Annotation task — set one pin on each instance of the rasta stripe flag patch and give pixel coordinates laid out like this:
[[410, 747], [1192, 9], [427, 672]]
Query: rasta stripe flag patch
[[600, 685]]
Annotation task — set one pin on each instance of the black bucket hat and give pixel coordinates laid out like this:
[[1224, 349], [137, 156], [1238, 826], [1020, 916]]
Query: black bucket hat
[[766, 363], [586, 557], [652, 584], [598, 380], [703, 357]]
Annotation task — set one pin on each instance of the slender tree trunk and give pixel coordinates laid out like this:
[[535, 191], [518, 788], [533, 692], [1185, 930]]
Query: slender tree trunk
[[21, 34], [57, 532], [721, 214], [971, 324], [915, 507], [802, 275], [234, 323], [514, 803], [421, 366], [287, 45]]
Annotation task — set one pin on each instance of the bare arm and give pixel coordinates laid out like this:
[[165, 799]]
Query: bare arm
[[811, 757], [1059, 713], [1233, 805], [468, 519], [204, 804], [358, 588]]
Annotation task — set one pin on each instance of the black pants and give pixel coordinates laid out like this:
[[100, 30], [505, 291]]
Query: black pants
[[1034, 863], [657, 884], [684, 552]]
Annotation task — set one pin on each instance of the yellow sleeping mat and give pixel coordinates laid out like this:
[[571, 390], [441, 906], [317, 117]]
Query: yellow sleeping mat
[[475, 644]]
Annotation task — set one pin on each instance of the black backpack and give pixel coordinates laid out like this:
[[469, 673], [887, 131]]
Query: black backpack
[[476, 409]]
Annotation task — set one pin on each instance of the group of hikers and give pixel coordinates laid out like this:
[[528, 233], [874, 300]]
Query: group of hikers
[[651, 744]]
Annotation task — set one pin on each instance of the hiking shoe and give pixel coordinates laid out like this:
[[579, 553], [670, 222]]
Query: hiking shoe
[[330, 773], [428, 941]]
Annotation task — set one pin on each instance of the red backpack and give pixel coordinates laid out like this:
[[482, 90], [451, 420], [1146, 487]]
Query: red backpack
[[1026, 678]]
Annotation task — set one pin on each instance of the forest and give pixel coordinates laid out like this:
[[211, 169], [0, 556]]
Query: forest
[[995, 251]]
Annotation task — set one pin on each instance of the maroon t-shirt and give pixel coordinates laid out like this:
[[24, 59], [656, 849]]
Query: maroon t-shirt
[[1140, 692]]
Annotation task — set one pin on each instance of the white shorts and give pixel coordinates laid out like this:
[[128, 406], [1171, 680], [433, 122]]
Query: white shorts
___
[TASK TO COMPLETE]
Please give all the records above again, switching "set one pin" to "place one marker" and leaving everything else unchanged.

[ANSWER TO THIS TASK]
Annotation task — place one marker on each instance of the rasta stripe flag patch and give pixel coordinates laid out like this:
[[410, 747], [1192, 9], [427, 672]]
Query: rasta stripe flag patch
[[600, 685]]
Annotation task — place one marker on each instance of the black bucket hat and give pixel coordinates laid out like this:
[[1224, 349], [137, 156], [1238, 826], [1020, 916]]
Query: black bucket hat
[[766, 363], [586, 557], [652, 584], [598, 380], [703, 357]]
Annotation task — place one marker on each instance of the slender tree trunk and give pixel coordinates laid out like this:
[[535, 191], [518, 788], [533, 692], [1185, 930]]
Query: slender tree trunk
[[21, 34], [57, 532], [721, 214], [971, 324], [915, 507], [802, 275], [234, 323], [514, 803], [421, 366], [287, 45]]
Annotation task — place one marker on each instance of the bare arm and give pixel coordinates laid out like this:
[[165, 799]]
Query: bare arm
[[811, 757], [1059, 713], [1233, 805], [468, 519], [204, 804], [358, 588]]
Annotation task — place one marker on each instance of the black pants and give pixel coordinates laid out like this:
[[100, 30], [505, 291]]
Query: black pants
[[1034, 863], [657, 884], [684, 552]]
Annotation task — place one marker on each instance of the yellow sleeping mat and give pixel coordinates laid out like this:
[[571, 390], [441, 906], [317, 117]]
Query: yellow sleeping mat
[[475, 644]]
Annotation task — place one marker on each instance of the black backpack and give pixel coordinates laid out like this:
[[469, 673], [887, 131]]
Query: black backpack
[[476, 409]]
Annotation task — place one marker on each instance of the group of hikers and give pixel coordinates laid out like this:
[[528, 233], [874, 300]]
Query: group of hikers
[[651, 744]]
Annotation task — place one marker on each instance of the hiking shoe and give pixel coordinates laid out like this:
[[579, 553], [670, 222]]
Query: hiking shoe
[[330, 773], [428, 941]]
Annotation task — place one marker on each instance of the red backpack and give pixel coordinates laid out like this:
[[482, 90], [451, 420], [1146, 487]]
Query: red backpack
[[1026, 678]]
Annotation task — place one marker on each instance of the forest and give pixel coordinates laid out like this:
[[211, 169], [0, 556]]
Query: forest
[[995, 251]]
Annotation task — place one marker on each instance of the maroon t-shirt and give pixel coordinates laid out like this:
[[24, 59], [656, 849]]
Query: maroon t-shirt
[[1140, 692]]
Annotation task — place one marker on each instance of the white shorts and give pixel coordinates laid out like this:
[[128, 406], [1171, 680], [433, 122]]
Query: white shorts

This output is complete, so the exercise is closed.